• **Problem**: Make an exact copy of the records below, leaving every image out.

====== Raw data ======

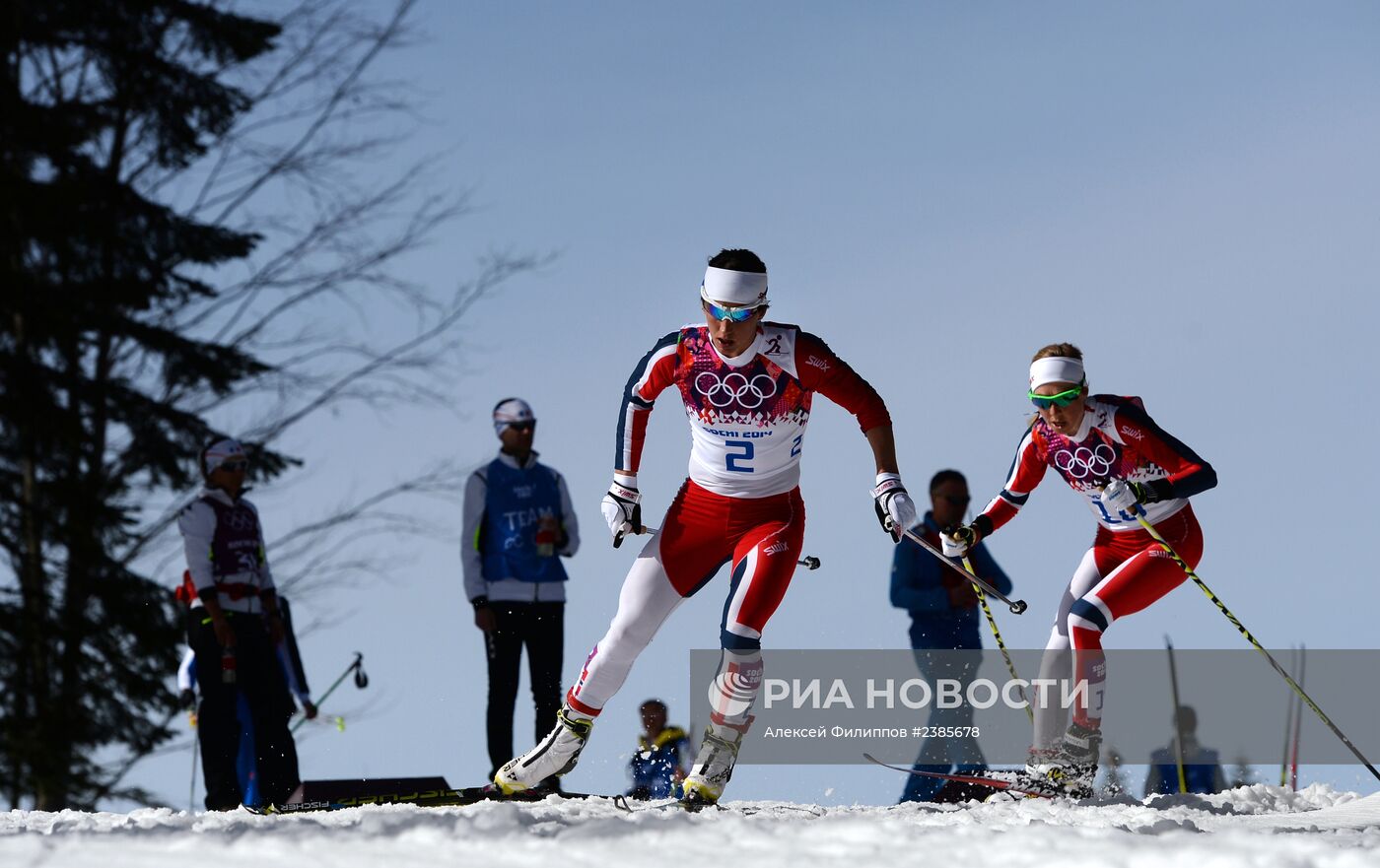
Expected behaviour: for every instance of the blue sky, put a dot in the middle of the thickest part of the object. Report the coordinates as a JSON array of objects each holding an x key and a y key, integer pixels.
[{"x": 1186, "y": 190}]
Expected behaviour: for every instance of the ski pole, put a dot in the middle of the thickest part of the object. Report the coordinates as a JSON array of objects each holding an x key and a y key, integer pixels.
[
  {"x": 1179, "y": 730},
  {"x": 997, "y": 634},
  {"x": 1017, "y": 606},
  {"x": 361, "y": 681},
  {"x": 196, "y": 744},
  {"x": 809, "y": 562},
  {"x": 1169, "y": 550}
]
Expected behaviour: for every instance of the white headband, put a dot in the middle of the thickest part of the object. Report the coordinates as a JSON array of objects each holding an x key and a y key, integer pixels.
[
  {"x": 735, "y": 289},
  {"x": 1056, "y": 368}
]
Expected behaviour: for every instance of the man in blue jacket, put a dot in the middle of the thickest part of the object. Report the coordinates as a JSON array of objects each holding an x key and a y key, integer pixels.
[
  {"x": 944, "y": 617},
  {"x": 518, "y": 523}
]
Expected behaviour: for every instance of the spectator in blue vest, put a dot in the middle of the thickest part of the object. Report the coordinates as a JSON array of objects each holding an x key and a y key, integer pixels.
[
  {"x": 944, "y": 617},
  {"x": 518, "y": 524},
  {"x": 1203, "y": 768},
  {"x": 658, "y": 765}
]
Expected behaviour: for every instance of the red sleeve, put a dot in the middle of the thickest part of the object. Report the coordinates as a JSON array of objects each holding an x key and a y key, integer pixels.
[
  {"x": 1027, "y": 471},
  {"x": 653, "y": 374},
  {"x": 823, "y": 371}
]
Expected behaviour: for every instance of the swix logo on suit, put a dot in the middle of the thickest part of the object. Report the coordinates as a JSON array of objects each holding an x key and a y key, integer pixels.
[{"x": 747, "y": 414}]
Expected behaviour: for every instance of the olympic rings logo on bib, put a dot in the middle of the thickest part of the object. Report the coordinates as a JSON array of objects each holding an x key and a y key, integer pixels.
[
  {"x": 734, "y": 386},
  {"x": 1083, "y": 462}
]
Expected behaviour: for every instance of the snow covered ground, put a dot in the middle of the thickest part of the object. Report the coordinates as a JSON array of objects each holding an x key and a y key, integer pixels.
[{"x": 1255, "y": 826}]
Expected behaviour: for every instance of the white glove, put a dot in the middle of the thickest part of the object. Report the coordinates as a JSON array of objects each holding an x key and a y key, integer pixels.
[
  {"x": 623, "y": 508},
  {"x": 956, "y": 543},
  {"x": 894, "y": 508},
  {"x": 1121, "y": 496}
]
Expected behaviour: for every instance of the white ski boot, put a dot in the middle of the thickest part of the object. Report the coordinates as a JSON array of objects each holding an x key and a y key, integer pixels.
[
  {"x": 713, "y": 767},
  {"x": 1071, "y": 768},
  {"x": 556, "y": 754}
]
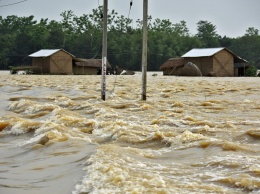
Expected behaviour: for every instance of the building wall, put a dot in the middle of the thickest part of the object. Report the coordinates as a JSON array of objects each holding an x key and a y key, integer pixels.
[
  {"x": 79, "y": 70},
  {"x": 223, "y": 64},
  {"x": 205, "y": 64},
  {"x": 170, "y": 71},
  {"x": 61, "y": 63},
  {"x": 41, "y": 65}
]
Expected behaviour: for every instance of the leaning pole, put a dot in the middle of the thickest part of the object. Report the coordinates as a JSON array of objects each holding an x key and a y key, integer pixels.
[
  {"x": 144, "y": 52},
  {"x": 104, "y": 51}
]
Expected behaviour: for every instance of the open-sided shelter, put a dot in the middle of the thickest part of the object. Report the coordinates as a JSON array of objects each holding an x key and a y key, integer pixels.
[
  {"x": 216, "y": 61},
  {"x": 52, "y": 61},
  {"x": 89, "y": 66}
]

======

• **Written solution**:
Expected behaviour: for every instance of the blue sky, put a dot in the middle of the thickest part of the object. Report the coordinates as a JSON array of objects each holding an x key and a y key, integer pixels.
[{"x": 1186, "y": 190}]
Expected behaviour: for every instance of the ski pole, put a dot in the middle of the thickest part of the object. Report the coordinates as a JSON array of objects each holding an x key and a y key, integer pixels.
[
  {"x": 1179, "y": 730},
  {"x": 997, "y": 634},
  {"x": 1017, "y": 606},
  {"x": 361, "y": 681},
  {"x": 196, "y": 744},
  {"x": 809, "y": 562},
  {"x": 1169, "y": 550}
]
Expected behaviour: for every instance of the white headband, put a dot in the middle of the thickest part of the object. Report the coordinates as a JSON array of objects each holding an x key and a y key, integer pixels.
[
  {"x": 735, "y": 289},
  {"x": 1056, "y": 368}
]
Expected behaviour: for every instance of the man in blue jacket, put a dot in the middle of the thickest part of the object. Report the coordinates as a JSON array of objects each holding an x key and a y key, integer pixels.
[
  {"x": 944, "y": 617},
  {"x": 518, "y": 523}
]
Expected behaviour: for every instance of the spectator in blue vest, put a dot in the middle of the thickest part of the object. Report the coordinates as a JSON array of objects each holding an x key and a y key, integer pixels.
[
  {"x": 944, "y": 617},
  {"x": 518, "y": 524},
  {"x": 1203, "y": 768},
  {"x": 658, "y": 765}
]
Expected behaviour: for every instance of the red sleeve, put a dot in the middle of the thickest part of the object. Report the coordinates as a JSON array of objects each holding an x key and a y key, integer pixels.
[
  {"x": 1027, "y": 471},
  {"x": 653, "y": 374},
  {"x": 823, "y": 371}
]
Expected behaviour: for every instance of the swix logo on suit, put a dot in the middle of the thickest part of the object. Report the coordinates as a JSON array of objects each holding an x key and a y key, integer pixels.
[{"x": 747, "y": 414}]
Expected behaviour: for every instance of the olympic rings logo on bib, put a dot in the middle of the thickest part of the object. Report the coordinates as a JSON array of objects each holding an x key and a y key, integer pixels.
[
  {"x": 734, "y": 386},
  {"x": 1083, "y": 462}
]
Expected behaviour: for every instance of the snow covered ground, put a dot in the middle of the thickest part of the object. Report the coordinates as a JSON array of objects each holding an x key and a y key, integer pixels.
[{"x": 1255, "y": 826}]
Expected behaviour: for every instance of the white glove, put a dot in the middle of the thickest part of the object. Report the coordinates as a JSON array of objects each holding an x key and a y key, integer pixels.
[
  {"x": 623, "y": 508},
  {"x": 956, "y": 543},
  {"x": 894, "y": 508},
  {"x": 1121, "y": 496}
]
Expected behaviour: for every instance of the white ski boot, put a dot in the middle of the thickest part of the object. Report the coordinates as a JSON array of objects each holding an x key and a y key, integer pixels.
[
  {"x": 713, "y": 767},
  {"x": 1071, "y": 768},
  {"x": 556, "y": 754}
]
Expected behaviour: for every instance of the building wall, put a dot in the middle of the thickest part of the object. Report the coordinates as a JSON array of objects each holding an x key and a y key, integer pixels.
[
  {"x": 79, "y": 70},
  {"x": 223, "y": 64},
  {"x": 205, "y": 64},
  {"x": 170, "y": 71},
  {"x": 61, "y": 63},
  {"x": 41, "y": 65}
]
Expected behaviour: for every instance of the leaning pole, put a dot in the middle of the thickest part of the object. Report the coordinates as a JSON array of objects each holding an x key and a y key, integer pixels.
[
  {"x": 144, "y": 52},
  {"x": 104, "y": 51}
]
Expected behaviour: for every instance of the open-sided shelter, put a dot in the middle of the thickest part of the object. Report the coordinates as a JSON array of objects each holding an x key and a y key, integer pixels.
[
  {"x": 216, "y": 61},
  {"x": 52, "y": 61},
  {"x": 89, "y": 66}
]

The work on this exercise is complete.